Material provided
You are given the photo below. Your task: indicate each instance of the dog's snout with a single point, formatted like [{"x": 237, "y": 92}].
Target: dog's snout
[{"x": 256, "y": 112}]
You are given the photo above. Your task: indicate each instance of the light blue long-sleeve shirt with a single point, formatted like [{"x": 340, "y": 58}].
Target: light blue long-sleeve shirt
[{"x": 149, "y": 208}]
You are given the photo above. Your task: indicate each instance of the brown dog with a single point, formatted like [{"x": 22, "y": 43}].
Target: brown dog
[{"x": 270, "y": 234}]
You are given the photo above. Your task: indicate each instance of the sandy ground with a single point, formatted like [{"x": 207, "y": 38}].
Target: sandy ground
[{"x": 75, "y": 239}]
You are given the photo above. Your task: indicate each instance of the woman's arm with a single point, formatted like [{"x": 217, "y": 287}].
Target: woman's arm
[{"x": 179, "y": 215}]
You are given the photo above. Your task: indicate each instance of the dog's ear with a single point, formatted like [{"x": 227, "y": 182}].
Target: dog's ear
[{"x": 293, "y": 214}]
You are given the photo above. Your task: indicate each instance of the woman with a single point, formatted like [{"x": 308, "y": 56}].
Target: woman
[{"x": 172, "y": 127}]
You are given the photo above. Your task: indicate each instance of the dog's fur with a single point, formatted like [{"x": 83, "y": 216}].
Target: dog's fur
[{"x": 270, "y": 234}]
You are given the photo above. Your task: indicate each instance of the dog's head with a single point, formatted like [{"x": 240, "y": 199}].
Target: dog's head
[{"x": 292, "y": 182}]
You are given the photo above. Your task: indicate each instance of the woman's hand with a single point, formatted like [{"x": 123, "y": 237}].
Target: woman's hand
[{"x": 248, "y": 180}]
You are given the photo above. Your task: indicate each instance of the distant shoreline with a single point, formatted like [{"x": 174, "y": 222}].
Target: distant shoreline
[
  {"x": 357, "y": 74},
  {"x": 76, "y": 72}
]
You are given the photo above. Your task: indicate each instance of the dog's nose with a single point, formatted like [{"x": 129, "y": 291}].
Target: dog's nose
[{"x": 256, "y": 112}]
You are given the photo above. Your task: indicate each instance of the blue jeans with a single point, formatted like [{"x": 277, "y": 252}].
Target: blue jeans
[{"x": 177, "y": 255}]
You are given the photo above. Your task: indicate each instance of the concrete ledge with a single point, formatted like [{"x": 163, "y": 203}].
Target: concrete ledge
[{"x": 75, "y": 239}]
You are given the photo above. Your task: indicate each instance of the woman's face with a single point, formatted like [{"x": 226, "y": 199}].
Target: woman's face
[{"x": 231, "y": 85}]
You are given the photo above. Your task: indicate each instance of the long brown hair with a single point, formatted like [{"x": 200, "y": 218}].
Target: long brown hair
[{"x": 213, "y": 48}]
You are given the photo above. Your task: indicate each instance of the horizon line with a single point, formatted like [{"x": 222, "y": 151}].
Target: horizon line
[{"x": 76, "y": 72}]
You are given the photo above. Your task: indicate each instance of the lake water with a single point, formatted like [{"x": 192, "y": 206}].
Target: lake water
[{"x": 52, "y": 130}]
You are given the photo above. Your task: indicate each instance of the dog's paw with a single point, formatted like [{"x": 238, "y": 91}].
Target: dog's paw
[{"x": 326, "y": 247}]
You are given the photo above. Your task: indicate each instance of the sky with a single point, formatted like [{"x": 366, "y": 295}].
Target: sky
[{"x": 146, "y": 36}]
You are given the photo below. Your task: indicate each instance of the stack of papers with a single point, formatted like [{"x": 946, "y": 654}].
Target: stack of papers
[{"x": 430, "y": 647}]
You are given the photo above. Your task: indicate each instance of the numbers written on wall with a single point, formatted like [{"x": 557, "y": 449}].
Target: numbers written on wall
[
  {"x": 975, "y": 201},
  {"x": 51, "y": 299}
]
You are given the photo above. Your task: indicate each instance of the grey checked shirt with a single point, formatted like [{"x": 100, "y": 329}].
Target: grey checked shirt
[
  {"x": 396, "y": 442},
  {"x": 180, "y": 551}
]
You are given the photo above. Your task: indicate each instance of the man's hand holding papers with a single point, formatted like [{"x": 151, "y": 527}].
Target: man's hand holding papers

What you need to do
Can you quote exactly the lines from the one containing "Target: sky" through the last line of the records above, and nothing else?

Completed task
Target: sky
[{"x": 146, "y": 36}]
You are given the photo below. Your task: indicate each instance of the stack of papers with a single point, formatted like [{"x": 946, "y": 654}].
Target: stack of papers
[{"x": 430, "y": 647}]
You are given the photo above. Your task: indicate each instance of the numbers written on wall with a single point, formatted like [{"x": 557, "y": 449}].
Target: numbers written on wall
[
  {"x": 975, "y": 201},
  {"x": 51, "y": 299}
]
You are given the photo above. Your task: indicate each instance of the grey checked shirt with a single point, formatted like [{"x": 100, "y": 329}].
Target: grey checked shirt
[
  {"x": 396, "y": 442},
  {"x": 180, "y": 551}
]
You are given the photo above. Your task: indicate each instance of the man's hand holding papers with a single point, formatted like [{"x": 151, "y": 527}].
Target: man's hand holding papers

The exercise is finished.